-------- DOCUMENT EXTRACT --------
TIMES OF TECH

Bill Inmon on Modern Technology and the Foundation of Data

Editor’s note: Bill Inmon is a speaker for ODSC East 2025 this May 13th to 15th! Be sure to check out his talk, “Building AI’s Foundation: The Critical Role of Data Architecture,” there!

Modern technology – AI, ChatGPT, ML – is great. Modern technology has tremendous potential. Modern technology is built and serviced by vendors who make great promises about what the future can look like.

An Achilles Heel

But there is an Achilles heel to all modern technology. That Achilles Heel is that ALL modern technology depends on the assumption that there is a solid foundation of data on which to operate. Modern technology depends on a solid foundation of data, and modern technology depends on the premise that the foundation of data is available, complete, and accurate.

Yet there is no such foundation of data that exists in the corporation that is believable. The underlying foundation of data is a pig sty in most corporate environments. There are many reasons why the underlying foundation of data in the corporation is in such a terrible state of repair.
-------- RAW DATA --------
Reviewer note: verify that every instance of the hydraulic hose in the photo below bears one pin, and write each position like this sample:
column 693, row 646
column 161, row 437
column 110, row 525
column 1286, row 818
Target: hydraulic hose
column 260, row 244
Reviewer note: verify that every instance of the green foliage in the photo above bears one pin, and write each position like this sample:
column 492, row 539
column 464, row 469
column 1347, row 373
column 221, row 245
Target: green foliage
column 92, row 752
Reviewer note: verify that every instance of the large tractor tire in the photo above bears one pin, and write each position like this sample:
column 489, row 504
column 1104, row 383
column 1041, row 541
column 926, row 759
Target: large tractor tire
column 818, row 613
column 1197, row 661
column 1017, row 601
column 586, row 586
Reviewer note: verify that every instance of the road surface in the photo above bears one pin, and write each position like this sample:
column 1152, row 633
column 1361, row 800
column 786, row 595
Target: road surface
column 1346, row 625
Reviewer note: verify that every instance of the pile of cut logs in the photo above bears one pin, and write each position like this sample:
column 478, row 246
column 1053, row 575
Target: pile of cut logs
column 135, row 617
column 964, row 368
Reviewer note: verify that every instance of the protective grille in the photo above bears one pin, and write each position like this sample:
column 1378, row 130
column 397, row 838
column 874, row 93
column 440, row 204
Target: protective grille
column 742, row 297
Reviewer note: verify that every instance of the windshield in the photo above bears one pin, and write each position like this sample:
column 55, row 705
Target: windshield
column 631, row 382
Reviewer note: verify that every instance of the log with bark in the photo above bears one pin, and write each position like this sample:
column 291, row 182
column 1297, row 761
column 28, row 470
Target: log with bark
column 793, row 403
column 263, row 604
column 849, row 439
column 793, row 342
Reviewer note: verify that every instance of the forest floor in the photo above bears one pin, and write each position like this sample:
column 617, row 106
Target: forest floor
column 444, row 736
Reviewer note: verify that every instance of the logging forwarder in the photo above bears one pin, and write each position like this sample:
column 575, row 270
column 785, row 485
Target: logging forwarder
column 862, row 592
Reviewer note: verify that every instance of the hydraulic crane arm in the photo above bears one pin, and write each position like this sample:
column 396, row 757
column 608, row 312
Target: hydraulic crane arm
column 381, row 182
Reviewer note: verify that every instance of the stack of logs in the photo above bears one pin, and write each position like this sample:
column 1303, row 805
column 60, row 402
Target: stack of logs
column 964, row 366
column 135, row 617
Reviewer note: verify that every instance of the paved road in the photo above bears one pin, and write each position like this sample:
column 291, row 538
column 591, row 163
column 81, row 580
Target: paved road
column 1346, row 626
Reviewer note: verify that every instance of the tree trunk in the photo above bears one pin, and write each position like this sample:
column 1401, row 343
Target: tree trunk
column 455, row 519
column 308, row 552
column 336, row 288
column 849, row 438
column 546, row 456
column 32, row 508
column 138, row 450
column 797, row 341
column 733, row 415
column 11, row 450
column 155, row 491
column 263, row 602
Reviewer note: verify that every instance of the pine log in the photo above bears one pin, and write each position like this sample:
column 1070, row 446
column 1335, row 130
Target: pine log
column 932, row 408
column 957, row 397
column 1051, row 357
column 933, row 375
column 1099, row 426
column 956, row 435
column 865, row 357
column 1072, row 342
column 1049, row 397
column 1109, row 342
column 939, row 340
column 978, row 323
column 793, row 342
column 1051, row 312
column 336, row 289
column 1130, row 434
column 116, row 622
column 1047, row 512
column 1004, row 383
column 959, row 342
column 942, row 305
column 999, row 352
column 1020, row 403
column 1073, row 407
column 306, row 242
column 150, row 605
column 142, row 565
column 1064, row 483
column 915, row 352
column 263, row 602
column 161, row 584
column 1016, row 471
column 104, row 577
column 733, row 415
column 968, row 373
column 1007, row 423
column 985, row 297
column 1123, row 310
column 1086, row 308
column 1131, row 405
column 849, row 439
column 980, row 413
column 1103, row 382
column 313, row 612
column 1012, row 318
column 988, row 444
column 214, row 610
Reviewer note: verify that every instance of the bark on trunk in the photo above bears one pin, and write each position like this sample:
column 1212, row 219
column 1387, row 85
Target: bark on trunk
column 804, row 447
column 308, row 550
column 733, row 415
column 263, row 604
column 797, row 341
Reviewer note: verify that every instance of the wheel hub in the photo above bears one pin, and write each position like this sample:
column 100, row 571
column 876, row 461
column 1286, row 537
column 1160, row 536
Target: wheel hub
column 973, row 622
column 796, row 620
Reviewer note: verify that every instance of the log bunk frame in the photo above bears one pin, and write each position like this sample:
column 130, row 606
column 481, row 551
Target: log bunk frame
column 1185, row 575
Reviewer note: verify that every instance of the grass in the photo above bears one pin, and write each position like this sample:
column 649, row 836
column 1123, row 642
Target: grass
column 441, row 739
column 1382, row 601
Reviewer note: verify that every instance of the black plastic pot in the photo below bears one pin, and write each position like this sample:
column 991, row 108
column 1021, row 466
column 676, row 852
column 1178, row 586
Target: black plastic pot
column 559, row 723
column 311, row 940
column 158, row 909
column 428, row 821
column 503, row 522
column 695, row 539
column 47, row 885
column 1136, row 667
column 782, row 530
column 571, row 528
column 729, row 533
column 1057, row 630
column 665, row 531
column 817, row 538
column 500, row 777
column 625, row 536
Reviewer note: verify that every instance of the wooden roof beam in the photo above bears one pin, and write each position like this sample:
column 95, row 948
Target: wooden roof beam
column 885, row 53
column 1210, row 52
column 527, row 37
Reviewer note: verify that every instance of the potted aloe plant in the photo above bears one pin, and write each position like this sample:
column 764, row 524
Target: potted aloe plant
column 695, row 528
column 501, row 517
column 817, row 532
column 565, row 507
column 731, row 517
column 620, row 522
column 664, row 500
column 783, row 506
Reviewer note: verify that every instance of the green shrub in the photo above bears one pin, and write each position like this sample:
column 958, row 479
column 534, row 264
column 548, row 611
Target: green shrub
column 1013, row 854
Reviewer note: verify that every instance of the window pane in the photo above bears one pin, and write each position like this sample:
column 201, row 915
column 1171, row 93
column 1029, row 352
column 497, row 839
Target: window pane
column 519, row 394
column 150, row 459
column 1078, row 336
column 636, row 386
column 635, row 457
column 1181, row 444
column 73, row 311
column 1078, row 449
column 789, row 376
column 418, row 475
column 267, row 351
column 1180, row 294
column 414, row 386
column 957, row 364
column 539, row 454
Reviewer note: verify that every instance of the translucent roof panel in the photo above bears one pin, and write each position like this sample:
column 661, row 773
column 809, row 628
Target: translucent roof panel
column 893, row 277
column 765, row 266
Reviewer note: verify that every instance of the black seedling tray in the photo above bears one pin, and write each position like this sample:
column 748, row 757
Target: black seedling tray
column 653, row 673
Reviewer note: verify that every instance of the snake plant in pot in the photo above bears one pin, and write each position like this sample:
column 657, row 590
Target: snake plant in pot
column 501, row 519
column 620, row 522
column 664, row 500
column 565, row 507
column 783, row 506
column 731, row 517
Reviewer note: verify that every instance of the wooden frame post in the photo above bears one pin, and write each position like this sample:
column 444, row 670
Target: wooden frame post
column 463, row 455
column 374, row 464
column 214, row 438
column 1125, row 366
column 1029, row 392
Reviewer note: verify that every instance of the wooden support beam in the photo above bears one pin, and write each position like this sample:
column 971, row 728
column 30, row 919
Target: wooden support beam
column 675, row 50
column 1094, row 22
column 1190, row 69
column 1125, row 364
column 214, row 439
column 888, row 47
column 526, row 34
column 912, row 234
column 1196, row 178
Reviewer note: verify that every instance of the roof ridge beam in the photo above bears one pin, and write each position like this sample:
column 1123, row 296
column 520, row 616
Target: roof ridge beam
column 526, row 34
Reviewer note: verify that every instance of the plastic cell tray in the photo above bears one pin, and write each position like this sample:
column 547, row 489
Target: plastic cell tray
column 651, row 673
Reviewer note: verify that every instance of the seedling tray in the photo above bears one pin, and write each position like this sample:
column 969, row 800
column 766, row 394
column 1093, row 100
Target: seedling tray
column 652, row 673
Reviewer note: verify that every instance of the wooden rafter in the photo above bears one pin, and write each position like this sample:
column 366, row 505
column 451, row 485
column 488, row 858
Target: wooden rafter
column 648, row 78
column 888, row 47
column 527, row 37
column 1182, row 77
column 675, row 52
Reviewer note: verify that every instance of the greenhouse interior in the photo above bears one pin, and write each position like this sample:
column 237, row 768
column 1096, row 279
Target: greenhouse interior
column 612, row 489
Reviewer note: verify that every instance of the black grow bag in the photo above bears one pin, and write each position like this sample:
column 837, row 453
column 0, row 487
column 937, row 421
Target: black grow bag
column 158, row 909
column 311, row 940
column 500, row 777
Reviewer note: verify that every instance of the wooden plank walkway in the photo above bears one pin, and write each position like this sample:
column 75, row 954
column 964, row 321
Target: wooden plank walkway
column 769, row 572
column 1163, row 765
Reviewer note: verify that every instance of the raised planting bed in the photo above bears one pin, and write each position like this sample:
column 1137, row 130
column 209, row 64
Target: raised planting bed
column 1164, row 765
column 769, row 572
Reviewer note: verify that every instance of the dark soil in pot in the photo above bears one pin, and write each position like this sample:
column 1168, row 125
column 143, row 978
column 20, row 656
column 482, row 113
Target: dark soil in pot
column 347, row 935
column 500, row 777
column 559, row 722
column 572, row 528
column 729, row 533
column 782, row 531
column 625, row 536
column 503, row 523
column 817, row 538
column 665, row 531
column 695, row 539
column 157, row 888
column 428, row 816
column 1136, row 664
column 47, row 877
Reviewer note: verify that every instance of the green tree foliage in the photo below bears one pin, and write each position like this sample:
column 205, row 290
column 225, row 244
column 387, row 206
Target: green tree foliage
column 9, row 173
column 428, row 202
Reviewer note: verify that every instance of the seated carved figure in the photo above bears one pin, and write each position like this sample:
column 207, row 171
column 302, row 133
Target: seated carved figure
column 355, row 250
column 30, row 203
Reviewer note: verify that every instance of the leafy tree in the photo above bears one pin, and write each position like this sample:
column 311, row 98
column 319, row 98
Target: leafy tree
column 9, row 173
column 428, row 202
--------
- **EXERCISES TO COMPLETE**
1 > In the piece on modern technology and the foundation of data, condense the paragraph beginning "But there is an Achilles heel" into a short bulleted list that keeps its main facts.
2 > According to the piece on modern technology and the foundation of data, what is the underlying foundation of data like in most corporate environments?

- **RESPONSES PER TASK**
1 >
- All modern technology has an Achilles heel.
- It assumes a solid foundation of data to operate on.
- It depends on that foundation being available, complete, and accurate.

2 > It is a pig sty.